Exercise objective – Can you reproduce the listing below with "density map" substituted for every "heat-map build" and every other line left unchanged?

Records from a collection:
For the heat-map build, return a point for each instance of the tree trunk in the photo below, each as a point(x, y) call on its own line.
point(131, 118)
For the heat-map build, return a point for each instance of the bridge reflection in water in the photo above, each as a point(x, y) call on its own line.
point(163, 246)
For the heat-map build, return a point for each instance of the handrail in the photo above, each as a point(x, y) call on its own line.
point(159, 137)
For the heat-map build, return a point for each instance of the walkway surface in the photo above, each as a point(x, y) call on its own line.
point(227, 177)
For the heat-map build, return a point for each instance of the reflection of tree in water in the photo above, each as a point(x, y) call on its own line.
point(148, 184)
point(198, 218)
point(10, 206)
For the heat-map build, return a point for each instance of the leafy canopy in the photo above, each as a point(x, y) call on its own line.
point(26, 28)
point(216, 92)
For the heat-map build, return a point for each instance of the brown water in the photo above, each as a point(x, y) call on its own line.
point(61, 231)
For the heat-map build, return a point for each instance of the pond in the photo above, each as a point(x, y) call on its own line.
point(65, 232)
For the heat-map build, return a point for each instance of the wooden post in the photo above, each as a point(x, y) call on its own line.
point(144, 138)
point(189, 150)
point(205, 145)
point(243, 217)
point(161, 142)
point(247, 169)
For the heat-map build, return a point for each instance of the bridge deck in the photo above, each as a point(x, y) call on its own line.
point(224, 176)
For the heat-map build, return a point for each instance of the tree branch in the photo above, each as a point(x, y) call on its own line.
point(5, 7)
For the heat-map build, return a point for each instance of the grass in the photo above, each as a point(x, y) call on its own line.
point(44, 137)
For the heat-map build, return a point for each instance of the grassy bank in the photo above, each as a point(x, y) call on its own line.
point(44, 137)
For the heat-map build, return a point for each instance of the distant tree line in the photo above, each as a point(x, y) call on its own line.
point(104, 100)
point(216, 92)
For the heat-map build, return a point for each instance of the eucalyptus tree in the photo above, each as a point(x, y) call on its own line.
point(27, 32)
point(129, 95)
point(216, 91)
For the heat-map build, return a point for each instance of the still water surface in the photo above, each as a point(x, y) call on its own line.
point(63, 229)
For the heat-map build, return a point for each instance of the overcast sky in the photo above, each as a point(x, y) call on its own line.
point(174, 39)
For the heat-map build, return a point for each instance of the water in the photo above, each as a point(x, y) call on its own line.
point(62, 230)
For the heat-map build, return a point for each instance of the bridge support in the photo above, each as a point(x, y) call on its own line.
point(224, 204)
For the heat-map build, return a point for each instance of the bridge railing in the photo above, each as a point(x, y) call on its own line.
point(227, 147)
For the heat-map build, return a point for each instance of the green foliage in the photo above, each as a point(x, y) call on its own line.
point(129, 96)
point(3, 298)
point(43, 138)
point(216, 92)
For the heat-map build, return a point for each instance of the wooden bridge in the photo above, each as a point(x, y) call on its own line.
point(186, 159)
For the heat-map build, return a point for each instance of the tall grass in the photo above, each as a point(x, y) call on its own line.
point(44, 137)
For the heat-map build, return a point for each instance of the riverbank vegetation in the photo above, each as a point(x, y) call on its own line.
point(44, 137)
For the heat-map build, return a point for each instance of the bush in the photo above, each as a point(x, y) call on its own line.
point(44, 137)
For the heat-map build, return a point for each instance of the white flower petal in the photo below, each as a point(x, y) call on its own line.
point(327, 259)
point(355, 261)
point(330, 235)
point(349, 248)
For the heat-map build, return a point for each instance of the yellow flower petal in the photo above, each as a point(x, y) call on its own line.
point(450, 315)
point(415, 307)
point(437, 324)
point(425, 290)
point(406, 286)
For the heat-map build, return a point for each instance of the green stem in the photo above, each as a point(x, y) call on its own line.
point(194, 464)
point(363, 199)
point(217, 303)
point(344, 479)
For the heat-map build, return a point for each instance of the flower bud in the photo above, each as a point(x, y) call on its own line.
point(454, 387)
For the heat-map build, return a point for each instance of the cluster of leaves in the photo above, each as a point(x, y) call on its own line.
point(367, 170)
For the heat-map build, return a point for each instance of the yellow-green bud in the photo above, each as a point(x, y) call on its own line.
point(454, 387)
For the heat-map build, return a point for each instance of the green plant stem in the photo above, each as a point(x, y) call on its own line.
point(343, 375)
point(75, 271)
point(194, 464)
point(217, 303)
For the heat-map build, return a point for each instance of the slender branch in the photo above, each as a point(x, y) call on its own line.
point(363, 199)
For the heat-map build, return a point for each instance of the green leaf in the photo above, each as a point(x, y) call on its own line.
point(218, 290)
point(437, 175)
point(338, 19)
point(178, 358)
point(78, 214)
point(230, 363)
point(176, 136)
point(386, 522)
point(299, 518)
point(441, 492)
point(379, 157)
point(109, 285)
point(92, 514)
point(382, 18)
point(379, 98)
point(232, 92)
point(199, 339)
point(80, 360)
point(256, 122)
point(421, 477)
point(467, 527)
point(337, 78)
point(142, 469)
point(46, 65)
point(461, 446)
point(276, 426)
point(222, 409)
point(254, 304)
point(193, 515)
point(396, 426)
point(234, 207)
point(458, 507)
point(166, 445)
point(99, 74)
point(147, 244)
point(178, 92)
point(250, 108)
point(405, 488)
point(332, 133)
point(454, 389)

Expected answer –
For the density map, return a point for each instance of the tree trunk in the photo below, each as a point(x, y) call on its own line.
point(131, 118)
For the density map, return a point for each instance of the bridge reflection in water in the photo above, each as a point(x, y) call on its own line.
point(163, 246)
For the density map, return a point for each instance of the handrail in the photo above, each as a point(x, y) call on its own line.
point(159, 137)
For the density map, return a point for each instance of the walkway surface in the photo above, each as a point(x, y) call on its own line.
point(227, 177)
For the density map, return a point for each instance of the reflection of tree in water in the photo above, each as a point(x, y) call on its own line.
point(148, 184)
point(198, 218)
point(10, 206)
For the density map, return a point for each instance of the leafy canopy in the photo above, each as a point(x, y) call on its own line.
point(26, 28)
point(216, 92)
For the density map, return a point for each instance of the brown water in the photo above, each as a point(x, y) call on its own line.
point(61, 231)
For the density map, return a point for each instance of the pond in the photo above, each as a point(x, y) call on its own line.
point(65, 232)
For the density map, return a point for each instance of the wooden post in the photo above, each as a point(x, y) call on its own line.
point(144, 138)
point(189, 150)
point(205, 145)
point(243, 217)
point(161, 142)
point(247, 169)
For the density map, return a point for each instance of the bridge deck in the photo above, each as a point(x, y) call on its own line.
point(224, 176)
For the density map, return a point for each instance of the tree branch in the photo above, each as a point(x, y) call on its own line.
point(5, 7)
For the density map, return a point for each instance of the grass in the photo above, each as a point(x, y) call on its own line.
point(44, 137)
For the density map, return a point for each instance of the grassy bank in the photo above, each as a point(x, y) call on its own line.
point(44, 137)
For the density map, return a point for each instance of the distant tree line in the photo above, each as a point(x, y) call on its own line.
point(104, 100)
point(216, 92)
For the density map, return a point for each instance of the eucalyptus tree in the photo above, each as a point(x, y) call on its own line.
point(27, 32)
point(129, 95)
point(216, 91)
For the density map, return a point for each instance of the still water surface in the photo above, each as a point(x, y) call on its own line.
point(63, 229)
For the density map, return a point for each instance of the overcast sky in the photo above, each as a point(x, y) call on its own line.
point(174, 39)
For the density map, return a point for each instance of the water in the photo above, each as a point(x, y) call on its own line.
point(62, 230)
For the density map, return a point for each instance of the bridge support in the photo above, each as a point(x, y) call on its own line.
point(224, 204)
For the density map, return a point for each instance of the bridge railing in the photo above, each as a point(x, y) call on its own line.
point(227, 147)
For the density map, return a point for each instance of the green foliage in the photo above, each as a point(x, y) call on its own line.
point(129, 96)
point(3, 298)
point(43, 138)
point(216, 92)
For the density map, return a point for each instance of the wooden bridge in the photo above, each as a point(x, y) call on its own line.
point(186, 159)
For the density map, return a point for each instance of the tall grass in the photo above, each as a point(x, y) call on its own line.
point(44, 137)
For the density map, return a point for each instance of the riverbank vegetation in the photo above, each as a point(x, y) call on its own line.
point(44, 137)
For the density map, return a point for each instance of the bush in the photo above, each as a point(x, y) call on its own line.
point(44, 137)
For the density map, return a point for each instance of the white flower petal in the photo below, each as a point(x, y) call on its own line.
point(327, 259)
point(355, 261)
point(330, 235)
point(349, 248)
For the density map, return a point for each instance of the yellow flower petal in the photo above, each as a point(x, y) call on its own line.
point(450, 315)
point(415, 307)
point(437, 324)
point(425, 290)
point(406, 286)
For the density map, return a point for each instance of the green stem in the photo above, each as a point(x, y) call on its own line.
point(194, 464)
point(363, 199)
point(217, 303)
point(344, 479)
For the density map, return a point for each instance of the flower bud in the photo above, each as a point(x, y) call on its own line.
point(454, 387)
For the density map, return a point for each instance of the cluster of leaves in the photo above, each as a point(x, y) call on its own line.
point(367, 170)
For the density map, return a point for each instance of the yellow-green bud in the photo above, each as a point(x, y) call on its own line.
point(454, 387)
For the density map, return a point for each instance of the green plant stem in the photo above, each as a point(x, y) call on its own line.
point(343, 375)
point(75, 271)
point(194, 464)
point(217, 303)
For the density map, return a point for each instance of the slender branch in the photo above, each as a point(x, y) call on its own line.
point(363, 199)
For the density map, return a point for each instance of the green leaf in the photo above, each as a point(x, y) call on its own line.
point(218, 290)
point(437, 175)
point(338, 19)
point(178, 358)
point(78, 214)
point(230, 363)
point(176, 136)
point(386, 522)
point(299, 518)
point(441, 492)
point(379, 157)
point(109, 285)
point(92, 514)
point(382, 18)
point(379, 98)
point(232, 92)
point(199, 339)
point(80, 360)
point(256, 122)
point(421, 477)
point(467, 527)
point(337, 78)
point(142, 469)
point(46, 65)
point(461, 446)
point(276, 426)
point(222, 409)
point(254, 304)
point(193, 515)
point(396, 426)
point(234, 207)
point(458, 507)
point(166, 445)
point(99, 74)
point(147, 244)
point(178, 92)
point(250, 108)
point(405, 488)
point(332, 133)
point(454, 389)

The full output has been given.